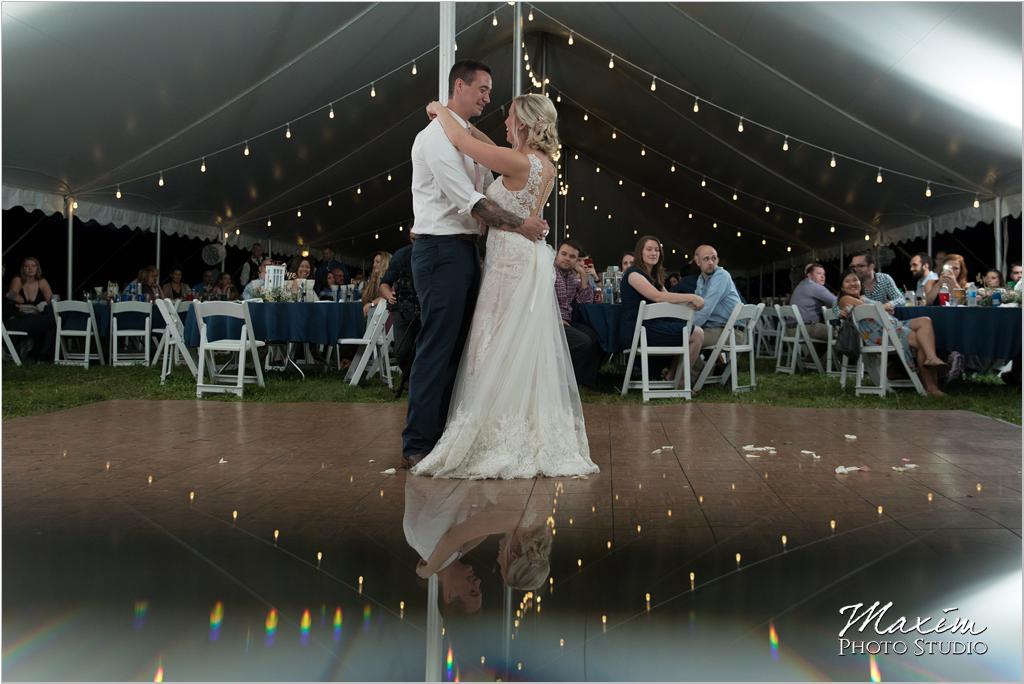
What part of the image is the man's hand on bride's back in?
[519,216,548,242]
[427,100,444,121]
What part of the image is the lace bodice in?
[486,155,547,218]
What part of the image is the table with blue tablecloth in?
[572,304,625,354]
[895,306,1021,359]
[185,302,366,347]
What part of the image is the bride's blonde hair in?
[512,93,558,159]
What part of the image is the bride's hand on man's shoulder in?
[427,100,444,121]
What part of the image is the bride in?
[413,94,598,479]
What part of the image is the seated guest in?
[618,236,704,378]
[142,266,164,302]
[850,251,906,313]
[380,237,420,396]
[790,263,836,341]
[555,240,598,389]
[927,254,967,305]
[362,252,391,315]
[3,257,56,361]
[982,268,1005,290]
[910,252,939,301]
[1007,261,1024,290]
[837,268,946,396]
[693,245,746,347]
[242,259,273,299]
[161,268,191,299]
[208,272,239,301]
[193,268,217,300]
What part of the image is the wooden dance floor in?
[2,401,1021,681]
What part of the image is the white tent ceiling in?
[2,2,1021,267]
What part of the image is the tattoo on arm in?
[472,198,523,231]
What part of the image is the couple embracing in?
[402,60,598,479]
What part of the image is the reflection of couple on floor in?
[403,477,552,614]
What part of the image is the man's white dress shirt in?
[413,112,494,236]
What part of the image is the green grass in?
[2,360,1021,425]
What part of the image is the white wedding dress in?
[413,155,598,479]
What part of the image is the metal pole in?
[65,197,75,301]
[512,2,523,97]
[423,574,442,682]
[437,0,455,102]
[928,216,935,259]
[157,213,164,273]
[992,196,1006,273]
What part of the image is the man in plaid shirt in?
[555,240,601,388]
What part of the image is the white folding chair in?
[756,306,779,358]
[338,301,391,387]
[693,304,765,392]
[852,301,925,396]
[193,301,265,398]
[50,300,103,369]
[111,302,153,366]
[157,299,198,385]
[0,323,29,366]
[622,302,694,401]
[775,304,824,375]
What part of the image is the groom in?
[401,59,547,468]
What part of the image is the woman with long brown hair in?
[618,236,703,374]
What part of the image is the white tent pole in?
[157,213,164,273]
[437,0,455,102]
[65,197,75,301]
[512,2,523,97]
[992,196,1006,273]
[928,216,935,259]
* * *
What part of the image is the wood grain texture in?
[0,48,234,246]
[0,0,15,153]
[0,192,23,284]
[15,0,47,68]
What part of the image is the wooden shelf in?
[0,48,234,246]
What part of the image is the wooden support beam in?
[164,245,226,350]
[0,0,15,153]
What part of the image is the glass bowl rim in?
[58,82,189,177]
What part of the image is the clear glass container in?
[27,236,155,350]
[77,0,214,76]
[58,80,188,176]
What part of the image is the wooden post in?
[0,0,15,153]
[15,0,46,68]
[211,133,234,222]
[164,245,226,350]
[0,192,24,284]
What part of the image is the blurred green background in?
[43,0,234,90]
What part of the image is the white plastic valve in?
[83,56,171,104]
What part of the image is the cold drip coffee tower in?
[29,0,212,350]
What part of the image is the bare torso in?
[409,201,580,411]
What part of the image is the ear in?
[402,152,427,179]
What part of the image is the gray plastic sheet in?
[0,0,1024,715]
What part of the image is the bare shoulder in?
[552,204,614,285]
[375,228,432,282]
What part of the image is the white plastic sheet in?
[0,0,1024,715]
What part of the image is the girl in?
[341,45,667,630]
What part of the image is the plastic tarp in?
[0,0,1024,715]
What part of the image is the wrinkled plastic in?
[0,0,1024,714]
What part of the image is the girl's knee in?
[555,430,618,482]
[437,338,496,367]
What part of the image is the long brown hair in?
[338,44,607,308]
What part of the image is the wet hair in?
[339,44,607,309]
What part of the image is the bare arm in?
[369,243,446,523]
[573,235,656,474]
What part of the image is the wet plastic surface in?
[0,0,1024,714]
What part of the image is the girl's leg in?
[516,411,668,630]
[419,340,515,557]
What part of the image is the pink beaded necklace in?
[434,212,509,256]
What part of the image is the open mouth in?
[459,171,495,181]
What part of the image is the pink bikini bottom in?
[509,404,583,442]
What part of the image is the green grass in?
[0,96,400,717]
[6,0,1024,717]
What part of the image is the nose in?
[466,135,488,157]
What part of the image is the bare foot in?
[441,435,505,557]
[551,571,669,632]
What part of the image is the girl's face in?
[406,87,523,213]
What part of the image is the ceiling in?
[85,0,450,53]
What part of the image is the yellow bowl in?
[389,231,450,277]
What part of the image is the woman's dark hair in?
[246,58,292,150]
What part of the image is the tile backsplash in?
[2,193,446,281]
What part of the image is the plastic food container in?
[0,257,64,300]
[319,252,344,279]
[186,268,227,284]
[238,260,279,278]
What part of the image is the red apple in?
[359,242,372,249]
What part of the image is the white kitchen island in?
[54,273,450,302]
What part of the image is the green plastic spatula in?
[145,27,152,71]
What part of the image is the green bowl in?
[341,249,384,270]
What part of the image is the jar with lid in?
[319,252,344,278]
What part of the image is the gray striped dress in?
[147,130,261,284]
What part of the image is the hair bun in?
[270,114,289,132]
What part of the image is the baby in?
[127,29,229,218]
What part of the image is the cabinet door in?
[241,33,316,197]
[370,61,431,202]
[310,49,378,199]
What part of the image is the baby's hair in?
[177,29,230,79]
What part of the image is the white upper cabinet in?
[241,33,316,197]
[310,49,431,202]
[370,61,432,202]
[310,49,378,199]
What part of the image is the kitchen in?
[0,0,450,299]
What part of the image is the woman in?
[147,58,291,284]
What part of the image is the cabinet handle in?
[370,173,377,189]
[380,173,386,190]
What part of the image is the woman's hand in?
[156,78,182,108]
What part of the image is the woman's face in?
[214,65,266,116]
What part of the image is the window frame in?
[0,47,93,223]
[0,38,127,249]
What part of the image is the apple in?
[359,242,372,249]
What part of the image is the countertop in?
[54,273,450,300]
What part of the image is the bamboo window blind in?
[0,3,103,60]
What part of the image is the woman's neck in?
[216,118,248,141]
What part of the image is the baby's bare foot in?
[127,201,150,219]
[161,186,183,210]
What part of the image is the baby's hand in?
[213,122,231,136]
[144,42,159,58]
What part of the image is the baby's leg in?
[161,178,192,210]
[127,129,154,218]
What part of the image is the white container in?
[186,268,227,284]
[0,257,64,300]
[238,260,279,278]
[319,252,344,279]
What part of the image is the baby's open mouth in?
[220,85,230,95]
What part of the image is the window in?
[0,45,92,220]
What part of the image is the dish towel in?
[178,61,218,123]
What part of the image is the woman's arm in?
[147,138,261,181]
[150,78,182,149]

DO THIS –
Give the lines of the listing above, from the line with "What part of the image is the man's hand" to the line with "[413,155,598,479]", as a Markdown table with the columns Row and Line. Number each row and omit any blank lines.

SOLUTION TO THE PROBLEM –
| Row | Line |
|---|---|
| 1 | What part of the image is the man's hand on bride's back in? |
| 2 | [519,216,548,242] |
| 3 | [427,100,444,121] |
| 4 | What part of the image is the lace bodice in? |
| 5 | [486,155,547,218] |
| 6 | What part of the image is the table with blue tablecloth in? |
| 7 | [572,304,625,354] |
| 8 | [895,306,1021,359] |
| 9 | [185,302,366,347] |
| 10 | What part of the image is the bride's blonde hair in? |
| 11 | [512,93,558,159] |
| 12 | What part of the image is the bride's hand on man's shoulder in? |
| 13 | [427,100,444,121] |
| 14 | What part of the image is the bride in? |
| 15 | [413,94,598,479] |
| 16 | What part of the image is the seated guest in? |
| 17 | [618,236,704,378] |
| 18 | [142,266,164,302] |
| 19 | [850,251,906,313] |
| 20 | [380,237,420,396] |
| 21 | [790,263,836,341] |
| 22 | [555,240,598,389] |
| 23 | [927,254,967,305] |
| 24 | [362,252,391,315] |
| 25 | [3,257,56,361] |
| 26 | [982,268,1005,290] |
| 27 | [910,252,939,301] |
| 28 | [1007,261,1024,290] |
| 29 | [837,268,946,396] |
| 30 | [693,245,746,347] |
| 31 | [242,259,273,299] |
| 32 | [161,268,191,299] |
| 33 | [208,272,239,301] |
| 34 | [193,268,217,300] |
| 35 | What part of the image is the wooden dance floor in? |
| 36 | [2,401,1021,681] |
| 37 | What part of the image is the white tent ceiling in? |
| 38 | [2,2,1021,267] |
| 39 | What part of the image is the tattoo on arm in? |
| 40 | [472,198,523,231] |
| 41 | What part of the image is the couple embracing in? |
| 42 | [402,60,598,479] |
| 43 | What part of the image is the reflection of couple on floor in? |
| 44 | [403,477,552,614] |
| 45 | What part of the image is the man's white dress shirt in? |
| 46 | [413,112,494,236] |
| 47 | What part of the image is the green grass in? |
| 48 | [2,360,1021,425] |
| 49 | What part of the image is the white wedding dress in? |
| 50 | [413,155,598,479] |